- _Exercise_
Reproduce the lines of the material below word for word, beginning at the line that contains "camera above? Mark it with a dot." and continuing through the last line of the material.

- _Point labeling samples_
..............................

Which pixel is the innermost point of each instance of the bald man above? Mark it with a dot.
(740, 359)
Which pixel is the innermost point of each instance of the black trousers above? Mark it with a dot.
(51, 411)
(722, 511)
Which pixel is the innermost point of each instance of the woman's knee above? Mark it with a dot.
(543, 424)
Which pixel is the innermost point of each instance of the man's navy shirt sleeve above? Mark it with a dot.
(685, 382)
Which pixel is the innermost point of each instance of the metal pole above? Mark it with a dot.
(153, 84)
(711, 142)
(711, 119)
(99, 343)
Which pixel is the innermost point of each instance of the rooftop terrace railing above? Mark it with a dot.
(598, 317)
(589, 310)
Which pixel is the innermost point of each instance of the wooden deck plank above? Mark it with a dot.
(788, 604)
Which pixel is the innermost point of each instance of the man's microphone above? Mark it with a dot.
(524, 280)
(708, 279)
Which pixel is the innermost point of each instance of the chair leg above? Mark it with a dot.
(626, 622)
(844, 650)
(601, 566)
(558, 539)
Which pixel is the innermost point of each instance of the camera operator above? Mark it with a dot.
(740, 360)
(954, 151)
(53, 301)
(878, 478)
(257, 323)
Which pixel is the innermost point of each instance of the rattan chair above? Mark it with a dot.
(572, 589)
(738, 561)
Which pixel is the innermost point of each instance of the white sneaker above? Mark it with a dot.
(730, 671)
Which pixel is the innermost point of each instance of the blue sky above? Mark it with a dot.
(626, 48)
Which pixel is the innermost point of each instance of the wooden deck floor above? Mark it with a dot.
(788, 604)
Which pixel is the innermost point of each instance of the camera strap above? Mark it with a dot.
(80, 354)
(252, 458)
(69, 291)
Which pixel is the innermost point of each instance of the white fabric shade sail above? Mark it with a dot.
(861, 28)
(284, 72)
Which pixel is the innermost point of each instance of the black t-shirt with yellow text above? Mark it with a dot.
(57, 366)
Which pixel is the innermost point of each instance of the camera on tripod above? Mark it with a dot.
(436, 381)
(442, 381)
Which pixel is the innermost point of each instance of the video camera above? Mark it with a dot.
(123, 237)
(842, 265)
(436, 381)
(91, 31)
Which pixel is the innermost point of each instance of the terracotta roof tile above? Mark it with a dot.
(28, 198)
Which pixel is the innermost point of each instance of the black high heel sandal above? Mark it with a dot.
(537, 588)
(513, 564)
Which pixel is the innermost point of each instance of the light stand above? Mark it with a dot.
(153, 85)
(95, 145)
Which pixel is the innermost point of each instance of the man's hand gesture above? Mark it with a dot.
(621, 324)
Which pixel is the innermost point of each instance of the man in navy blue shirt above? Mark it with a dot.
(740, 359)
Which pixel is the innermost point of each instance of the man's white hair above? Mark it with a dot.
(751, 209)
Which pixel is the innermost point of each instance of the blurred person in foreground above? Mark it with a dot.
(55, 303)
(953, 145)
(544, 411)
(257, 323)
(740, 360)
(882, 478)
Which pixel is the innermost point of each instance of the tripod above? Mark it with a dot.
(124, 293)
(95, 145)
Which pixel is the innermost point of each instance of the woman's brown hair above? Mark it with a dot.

..............................

- _Full output_
Which pixel is the innermost point of each instance of the video camera above? Mark it with a dot.
(123, 237)
(842, 265)
(436, 381)
(91, 31)
Which pixel is the innermost point of each instance of the terracotta roof tile above? Mark it with a dot.
(28, 198)
Which pixel is the innermost point of each instance of the black high heel sandal above? Mark it with a dot.
(537, 588)
(513, 564)
Which pixel is the innermost point of each instance of the light stand above? Mark it with a dot.
(153, 85)
(95, 145)
Which pixel is the innermost point of each instance of the man's hand gesture above? Mark it with a dot.
(621, 324)
Which pixel is the innermost point of each instance of the man in navy blue shirt above? Mark it with a dot.
(740, 359)
Which pixel is the innermost point of each instance of the man's white hair above? Mark it with a dot.
(751, 209)
Which pixel is the innermost point of each instance of the blurred person in foreground above? Mark it with a dot.
(55, 303)
(953, 145)
(544, 411)
(257, 323)
(740, 360)
(882, 478)
Which pixel is the innermost point of each instance of the tripod above? Mark it with a dot.
(124, 293)
(95, 145)
Which pixel is the innermost point of each instance of the woman's brown hair above? Mark it with a dot.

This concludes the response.